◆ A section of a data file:
+ + + +

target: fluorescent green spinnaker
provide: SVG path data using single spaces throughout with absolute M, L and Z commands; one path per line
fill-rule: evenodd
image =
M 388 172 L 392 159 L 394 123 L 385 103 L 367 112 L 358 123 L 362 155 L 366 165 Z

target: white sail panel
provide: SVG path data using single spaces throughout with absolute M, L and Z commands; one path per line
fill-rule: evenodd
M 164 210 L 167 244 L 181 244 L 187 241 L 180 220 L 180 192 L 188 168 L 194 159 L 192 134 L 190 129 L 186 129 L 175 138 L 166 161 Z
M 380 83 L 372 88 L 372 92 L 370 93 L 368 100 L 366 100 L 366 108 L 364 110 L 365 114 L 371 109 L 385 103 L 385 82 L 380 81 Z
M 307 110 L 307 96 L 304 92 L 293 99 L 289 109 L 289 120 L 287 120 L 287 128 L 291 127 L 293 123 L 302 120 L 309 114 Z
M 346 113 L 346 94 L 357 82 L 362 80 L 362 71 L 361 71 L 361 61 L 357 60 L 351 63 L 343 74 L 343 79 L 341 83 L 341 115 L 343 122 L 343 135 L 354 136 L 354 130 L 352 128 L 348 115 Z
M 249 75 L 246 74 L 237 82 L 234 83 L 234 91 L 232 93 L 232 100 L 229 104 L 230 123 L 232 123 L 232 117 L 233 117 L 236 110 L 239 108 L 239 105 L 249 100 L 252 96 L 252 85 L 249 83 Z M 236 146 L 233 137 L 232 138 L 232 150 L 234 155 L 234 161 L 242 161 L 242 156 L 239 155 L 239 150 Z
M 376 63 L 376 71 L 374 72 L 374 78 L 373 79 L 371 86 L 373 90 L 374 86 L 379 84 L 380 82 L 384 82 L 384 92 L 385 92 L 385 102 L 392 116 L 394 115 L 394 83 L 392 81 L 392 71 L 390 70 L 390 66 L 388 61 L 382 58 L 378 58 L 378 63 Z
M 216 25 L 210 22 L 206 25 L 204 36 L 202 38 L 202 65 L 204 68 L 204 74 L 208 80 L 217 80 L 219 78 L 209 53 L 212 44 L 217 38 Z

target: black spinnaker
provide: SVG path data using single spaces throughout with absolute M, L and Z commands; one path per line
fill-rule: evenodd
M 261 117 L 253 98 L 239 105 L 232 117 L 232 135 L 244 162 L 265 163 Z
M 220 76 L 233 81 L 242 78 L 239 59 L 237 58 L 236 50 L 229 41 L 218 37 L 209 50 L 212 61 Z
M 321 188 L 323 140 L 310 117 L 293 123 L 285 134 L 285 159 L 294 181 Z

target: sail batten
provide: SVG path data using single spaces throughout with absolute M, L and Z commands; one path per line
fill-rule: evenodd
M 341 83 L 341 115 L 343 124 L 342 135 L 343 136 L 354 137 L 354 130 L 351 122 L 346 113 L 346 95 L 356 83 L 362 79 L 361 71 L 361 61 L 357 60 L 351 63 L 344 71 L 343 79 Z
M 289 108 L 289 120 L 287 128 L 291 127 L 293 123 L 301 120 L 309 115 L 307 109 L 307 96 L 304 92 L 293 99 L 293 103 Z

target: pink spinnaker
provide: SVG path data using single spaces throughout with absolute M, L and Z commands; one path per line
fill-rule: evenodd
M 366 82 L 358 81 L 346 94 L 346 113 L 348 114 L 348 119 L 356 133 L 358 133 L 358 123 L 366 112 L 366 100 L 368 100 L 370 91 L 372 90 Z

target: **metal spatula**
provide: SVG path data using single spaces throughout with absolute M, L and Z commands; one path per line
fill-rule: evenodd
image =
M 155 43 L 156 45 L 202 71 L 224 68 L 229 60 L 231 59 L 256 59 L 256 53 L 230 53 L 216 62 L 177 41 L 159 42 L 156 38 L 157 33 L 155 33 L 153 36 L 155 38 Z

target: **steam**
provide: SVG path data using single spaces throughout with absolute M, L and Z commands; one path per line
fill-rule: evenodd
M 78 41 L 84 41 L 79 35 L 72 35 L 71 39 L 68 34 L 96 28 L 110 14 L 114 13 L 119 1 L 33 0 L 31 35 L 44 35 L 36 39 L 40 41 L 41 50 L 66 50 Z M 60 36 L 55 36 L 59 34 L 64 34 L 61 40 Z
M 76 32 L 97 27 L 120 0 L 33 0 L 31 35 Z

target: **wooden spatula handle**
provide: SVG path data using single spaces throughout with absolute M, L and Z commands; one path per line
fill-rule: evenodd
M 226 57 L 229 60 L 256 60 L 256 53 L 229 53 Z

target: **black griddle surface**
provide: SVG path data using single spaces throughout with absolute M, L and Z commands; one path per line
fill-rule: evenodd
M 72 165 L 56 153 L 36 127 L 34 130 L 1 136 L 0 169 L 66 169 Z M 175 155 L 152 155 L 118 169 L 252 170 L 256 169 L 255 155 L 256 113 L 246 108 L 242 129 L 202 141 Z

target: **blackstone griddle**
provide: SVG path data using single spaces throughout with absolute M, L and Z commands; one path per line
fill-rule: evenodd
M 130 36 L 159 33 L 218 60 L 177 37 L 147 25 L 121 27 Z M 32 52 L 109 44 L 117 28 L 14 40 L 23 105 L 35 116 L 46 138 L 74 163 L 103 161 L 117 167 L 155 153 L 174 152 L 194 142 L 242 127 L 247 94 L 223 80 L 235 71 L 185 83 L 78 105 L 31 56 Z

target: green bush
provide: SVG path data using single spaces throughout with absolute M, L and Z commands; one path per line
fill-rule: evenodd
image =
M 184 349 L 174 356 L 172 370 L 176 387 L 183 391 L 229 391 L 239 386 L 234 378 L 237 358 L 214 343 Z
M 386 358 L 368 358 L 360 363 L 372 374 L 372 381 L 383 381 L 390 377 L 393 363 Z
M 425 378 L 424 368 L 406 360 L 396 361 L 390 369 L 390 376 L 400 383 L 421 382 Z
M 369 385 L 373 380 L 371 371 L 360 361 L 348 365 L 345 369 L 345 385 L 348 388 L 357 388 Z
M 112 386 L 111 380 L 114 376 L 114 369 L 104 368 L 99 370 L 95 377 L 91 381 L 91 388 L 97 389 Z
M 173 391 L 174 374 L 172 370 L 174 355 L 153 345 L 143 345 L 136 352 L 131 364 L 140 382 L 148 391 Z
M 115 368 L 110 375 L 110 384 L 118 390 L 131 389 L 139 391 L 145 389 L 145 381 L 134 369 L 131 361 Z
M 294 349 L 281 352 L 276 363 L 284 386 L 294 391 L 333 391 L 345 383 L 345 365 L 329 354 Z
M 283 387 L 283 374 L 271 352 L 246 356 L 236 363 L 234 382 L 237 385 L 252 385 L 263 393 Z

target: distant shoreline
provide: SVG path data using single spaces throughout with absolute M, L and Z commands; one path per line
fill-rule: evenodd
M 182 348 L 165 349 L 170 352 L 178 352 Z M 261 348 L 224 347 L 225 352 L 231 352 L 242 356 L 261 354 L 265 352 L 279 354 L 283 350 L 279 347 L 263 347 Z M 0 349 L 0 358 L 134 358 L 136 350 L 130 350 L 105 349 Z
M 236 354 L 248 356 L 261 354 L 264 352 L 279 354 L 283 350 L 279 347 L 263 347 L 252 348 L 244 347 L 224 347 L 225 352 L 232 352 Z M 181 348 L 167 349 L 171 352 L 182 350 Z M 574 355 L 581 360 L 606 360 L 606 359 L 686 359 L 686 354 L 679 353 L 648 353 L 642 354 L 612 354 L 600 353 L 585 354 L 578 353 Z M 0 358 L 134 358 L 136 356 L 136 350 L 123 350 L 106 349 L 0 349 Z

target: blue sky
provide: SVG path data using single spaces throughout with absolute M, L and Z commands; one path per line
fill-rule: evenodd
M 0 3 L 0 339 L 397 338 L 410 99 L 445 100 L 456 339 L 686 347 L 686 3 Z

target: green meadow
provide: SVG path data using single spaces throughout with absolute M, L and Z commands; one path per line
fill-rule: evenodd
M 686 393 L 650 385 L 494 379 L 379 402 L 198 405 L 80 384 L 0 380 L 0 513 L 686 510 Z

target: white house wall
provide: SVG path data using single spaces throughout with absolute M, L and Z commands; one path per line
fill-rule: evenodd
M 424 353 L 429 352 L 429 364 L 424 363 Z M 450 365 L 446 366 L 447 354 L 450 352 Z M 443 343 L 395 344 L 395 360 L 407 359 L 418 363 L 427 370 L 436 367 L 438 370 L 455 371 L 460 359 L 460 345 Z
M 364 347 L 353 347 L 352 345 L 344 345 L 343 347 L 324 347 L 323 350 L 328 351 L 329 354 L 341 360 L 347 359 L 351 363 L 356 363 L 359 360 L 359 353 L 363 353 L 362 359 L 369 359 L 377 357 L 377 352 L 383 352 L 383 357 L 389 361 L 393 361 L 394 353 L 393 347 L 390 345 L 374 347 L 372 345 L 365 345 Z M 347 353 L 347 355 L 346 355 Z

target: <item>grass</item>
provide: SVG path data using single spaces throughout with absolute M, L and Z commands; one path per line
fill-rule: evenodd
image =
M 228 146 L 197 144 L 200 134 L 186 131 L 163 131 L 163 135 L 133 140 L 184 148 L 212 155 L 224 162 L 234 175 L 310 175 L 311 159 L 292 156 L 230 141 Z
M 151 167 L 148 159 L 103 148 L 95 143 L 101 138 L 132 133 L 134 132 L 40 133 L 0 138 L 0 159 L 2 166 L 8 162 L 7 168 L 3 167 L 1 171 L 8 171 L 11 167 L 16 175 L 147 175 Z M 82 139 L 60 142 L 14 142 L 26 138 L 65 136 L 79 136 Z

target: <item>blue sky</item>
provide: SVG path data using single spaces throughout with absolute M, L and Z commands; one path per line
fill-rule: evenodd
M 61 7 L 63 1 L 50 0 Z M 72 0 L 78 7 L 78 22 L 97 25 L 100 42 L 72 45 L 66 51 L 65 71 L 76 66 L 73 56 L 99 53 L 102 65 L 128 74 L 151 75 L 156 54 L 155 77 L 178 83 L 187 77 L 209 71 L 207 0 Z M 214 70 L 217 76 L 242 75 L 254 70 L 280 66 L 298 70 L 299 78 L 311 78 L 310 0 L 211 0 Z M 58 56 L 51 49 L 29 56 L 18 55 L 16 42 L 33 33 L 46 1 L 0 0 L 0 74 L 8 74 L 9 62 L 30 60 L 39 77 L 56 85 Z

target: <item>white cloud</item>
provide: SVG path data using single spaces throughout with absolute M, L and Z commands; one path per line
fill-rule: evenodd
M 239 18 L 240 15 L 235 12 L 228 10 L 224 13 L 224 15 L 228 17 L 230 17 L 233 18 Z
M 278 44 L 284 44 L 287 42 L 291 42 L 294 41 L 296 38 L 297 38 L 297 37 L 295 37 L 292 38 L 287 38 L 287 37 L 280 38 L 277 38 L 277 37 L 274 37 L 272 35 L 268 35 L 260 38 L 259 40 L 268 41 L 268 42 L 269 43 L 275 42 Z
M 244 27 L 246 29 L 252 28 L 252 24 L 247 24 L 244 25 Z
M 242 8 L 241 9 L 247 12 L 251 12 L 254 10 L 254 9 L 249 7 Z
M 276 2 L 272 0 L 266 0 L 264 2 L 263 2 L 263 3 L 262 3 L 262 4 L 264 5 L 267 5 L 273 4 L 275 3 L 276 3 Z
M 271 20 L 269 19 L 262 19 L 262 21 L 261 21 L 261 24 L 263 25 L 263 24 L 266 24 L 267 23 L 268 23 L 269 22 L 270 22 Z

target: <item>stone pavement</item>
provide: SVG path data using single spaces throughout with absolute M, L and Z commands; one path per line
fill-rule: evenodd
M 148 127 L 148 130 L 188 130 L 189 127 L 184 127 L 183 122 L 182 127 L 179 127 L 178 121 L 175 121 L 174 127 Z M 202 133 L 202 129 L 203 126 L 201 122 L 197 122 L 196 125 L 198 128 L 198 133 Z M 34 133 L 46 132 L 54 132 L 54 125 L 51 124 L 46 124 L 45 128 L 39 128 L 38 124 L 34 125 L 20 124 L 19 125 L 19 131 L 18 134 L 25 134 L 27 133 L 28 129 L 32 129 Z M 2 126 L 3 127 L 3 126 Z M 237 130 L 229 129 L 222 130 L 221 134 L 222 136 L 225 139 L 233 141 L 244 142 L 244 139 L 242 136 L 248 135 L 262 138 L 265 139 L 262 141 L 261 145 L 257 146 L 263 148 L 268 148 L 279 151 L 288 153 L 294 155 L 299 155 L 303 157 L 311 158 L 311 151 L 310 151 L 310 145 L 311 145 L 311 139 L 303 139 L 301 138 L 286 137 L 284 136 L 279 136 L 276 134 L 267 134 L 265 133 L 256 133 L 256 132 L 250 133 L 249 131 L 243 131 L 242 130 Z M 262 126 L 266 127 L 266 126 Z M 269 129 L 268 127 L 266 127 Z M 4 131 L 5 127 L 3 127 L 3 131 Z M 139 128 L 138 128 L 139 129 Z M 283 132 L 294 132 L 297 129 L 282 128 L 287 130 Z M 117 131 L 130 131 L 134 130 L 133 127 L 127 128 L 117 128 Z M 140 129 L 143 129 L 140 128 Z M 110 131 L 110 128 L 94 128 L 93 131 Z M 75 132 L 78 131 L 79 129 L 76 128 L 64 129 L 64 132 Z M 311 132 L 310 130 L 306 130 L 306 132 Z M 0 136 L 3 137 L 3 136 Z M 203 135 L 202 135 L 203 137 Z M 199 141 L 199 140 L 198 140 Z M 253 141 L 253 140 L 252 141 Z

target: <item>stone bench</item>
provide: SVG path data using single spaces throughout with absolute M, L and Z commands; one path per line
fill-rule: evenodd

+ + + +

◆ Stated exercise: Render the items as a JSON list of strings, one string per line with blank lines left out, starting at the first line of the items and going on through the line that contains "M 321 188 L".

◆ Result of the task:
[
  "target: fluorescent green spinnaker",
  "provide: SVG path data using single spaces throughout with absolute M, L and Z commands; one path per line",
  "fill-rule: evenodd",
  "image =",
  "M 388 172 L 392 159 L 394 123 L 385 103 L 367 112 L 358 123 L 362 155 L 366 165 Z",
  "target: white sail panel",
  "provide: SVG path data using single spaces throughout with absolute M, L and Z commands; one path per line",
  "fill-rule: evenodd",
  "M 164 210 L 167 244 L 181 244 L 187 241 L 180 220 L 180 192 L 188 168 L 194 159 L 192 134 L 190 129 L 186 129 L 175 138 L 166 161 Z",
  "M 380 83 L 372 88 L 372 92 L 370 93 L 368 100 L 366 100 L 366 108 L 364 110 L 365 114 L 371 109 L 385 103 L 385 82 L 380 81 Z",
  "M 307 110 L 307 96 L 304 92 L 293 99 L 289 109 L 289 120 L 287 120 L 287 128 L 291 127 L 293 123 L 302 120 L 309 114 Z",
  "M 346 113 L 346 94 L 357 82 L 362 80 L 362 71 L 361 71 L 361 61 L 357 60 L 351 63 L 343 74 L 343 79 L 341 83 L 341 115 L 343 122 L 343 135 L 354 136 L 354 130 L 352 128 L 348 115 Z",
  "M 249 75 L 246 74 L 237 82 L 234 83 L 234 91 L 232 93 L 232 100 L 229 104 L 230 123 L 232 123 L 232 117 L 233 117 L 236 110 L 239 108 L 239 105 L 249 100 L 252 96 L 252 85 L 249 83 Z M 236 146 L 233 137 L 232 138 L 232 150 L 234 155 L 234 161 L 242 161 L 242 156 L 239 155 L 239 150 Z",
  "M 376 63 L 376 71 L 374 72 L 374 78 L 373 79 L 371 86 L 373 90 L 374 86 L 379 84 L 380 82 L 384 82 L 384 92 L 385 92 L 385 102 L 392 116 L 394 115 L 394 83 L 392 81 L 392 71 L 390 70 L 390 66 L 388 61 L 382 58 L 378 58 L 378 63 Z",
  "M 216 25 L 210 22 L 206 25 L 204 36 L 202 38 L 202 65 L 204 68 L 204 74 L 208 80 L 217 80 L 219 78 L 209 53 L 212 44 L 217 38 Z",
  "target: black spinnaker",
  "provide: SVG path data using single spaces throughout with absolute M, L and Z commands; one path per line",
  "fill-rule: evenodd",
  "M 261 117 L 253 98 L 239 105 L 232 117 L 232 135 L 244 162 L 265 163 Z",
  "M 220 76 L 233 81 L 242 78 L 239 59 L 237 58 L 236 50 L 229 41 L 218 37 L 209 50 L 212 61 Z",
  "M 321 188 L 323 140 L 310 117 L 293 123 L 285 134 L 285 159 L 294 181 Z"
]